Required actions –
a. Reproduce the portion of the Vertex AI resource-sharing guide starting with "This guide describes" and going on through "a different DeploymentResourcePool.", keeping its wording unchanged.
b. Continue the guide on sharing resources across Vertex AI deployments from the point where it stops.

Document text –
++++++

Share resources across deployments

A Vertex AI model is deployed to its own virtual machine (VM) instance by default. Vertex AI offers the capability to cohost models on the same VM, which enables the following benefits:

  • Resource sharing across multiple deployments.
  • Cost-effective model serving.
  • Improved utilization of memory and computational resources.

This guide describes how to share resources across multiple deployments on Vertex AI.

Overview

Model cohosting support introduces the concept of a DeploymentResourcePool, which groups model deployments that share resources within a single VM. Multiple endpoints can be deployed on the same VM within a DeploymentResourcePool. Each endpoint has one or more deployed models. The deployed models for a given endpoint can be grouped under the same or a different DeploymentResourcePool.

In the following example, you have four models and two endpoints:

Cohosting models from multiple endpoints

Model_A, Model_B, and Model_C are deployed to Endpoint_1 with traffic routed to all of them. Model_D is deployed to Endpoint_2, which receives 100% of the traffic for that endpoint. Instead of having each model assigned to a separate VM, you can group the models in one of the following ways:

  • Group Model_A and Model_B to share a VM, which makes them a part of DeploymentResourcePool_X.

++++++

Dataset rows –
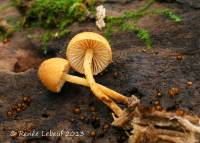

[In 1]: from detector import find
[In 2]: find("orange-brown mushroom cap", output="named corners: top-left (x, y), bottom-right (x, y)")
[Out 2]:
top-left (66, 32), bottom-right (112, 75)
top-left (38, 58), bottom-right (69, 92)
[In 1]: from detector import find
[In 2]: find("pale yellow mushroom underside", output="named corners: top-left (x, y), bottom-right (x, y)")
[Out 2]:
top-left (66, 32), bottom-right (112, 75)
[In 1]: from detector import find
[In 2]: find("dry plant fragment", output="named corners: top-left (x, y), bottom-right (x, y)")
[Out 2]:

++++++

Task-by-task answers –
a.
This guide describes how to share resources across multiple deployments on Vertex AI.

Overview

Model cohosting support introduces the concept of a DeploymentResourcePool, which groups model deployments that share resources within a single VM. Multiple endpoints can be deployed on the same VM within a DeploymentResourcePool. Each endpoint has one or more deployed models. The deployed models for a given endpoint can be grouped under the same or a different DeploymentResourcePool.

b.
  • Group Model_C and Model_D (currently not in the same endpoint) to share a VM, which makes them a part of DeploymentResourcePool_Y.

Different deployment resource pools can't share a VM.

Considerations

There is no upper limit on the number of models that can be deployed to a single deployment resource pool. It depends on the chosen VM shape, model sizes, and traffic patterns. Cohosting works well when you have many deployed models with sparse traffic, such that assigning a dedicated machine to each deployed model doesn't effectively utilize resources.

You can deploy models to the same deployment resource pool concurrently. However, there is a limit of 20 concurrent deployment requests at any given time.

An empty deployment resource pool doesn't consume your resource quota. Resources are provisioned to a deployment resource pool when the first model is deployed and are released when the last model is undeployed.

Models in a single deployment resource pool aren't isolated from each other and can be in competition for CPU and memory. Performance might be worse for one model if another model is processing an inference request at the same time.

Limitations

The following limitations exist when deploying models with resource sharing enabled:

Deploy a model

To deploy a model to a DeploymentResourcePool, complete the following steps:

  1. Create a deployment resource pool if needed.
  2. Create an endpoint if needed.
  3. Retrieve the endpoint ID.
  4. Deploy the model to the endpoint in the deployment resource pool.

Create a deployment resource pool

If you are deploying a model to an existing DeploymentResourcePool, skip this step:

Use CreateDeploymentResourcePool to create a resource pool.

Cloud Console

  1. In the Google Cloud console, go to the Vertex AI Deployment Resource Pools page.

    Go to Deployment resource pools

  2. Click Create and fill out the form (shown below).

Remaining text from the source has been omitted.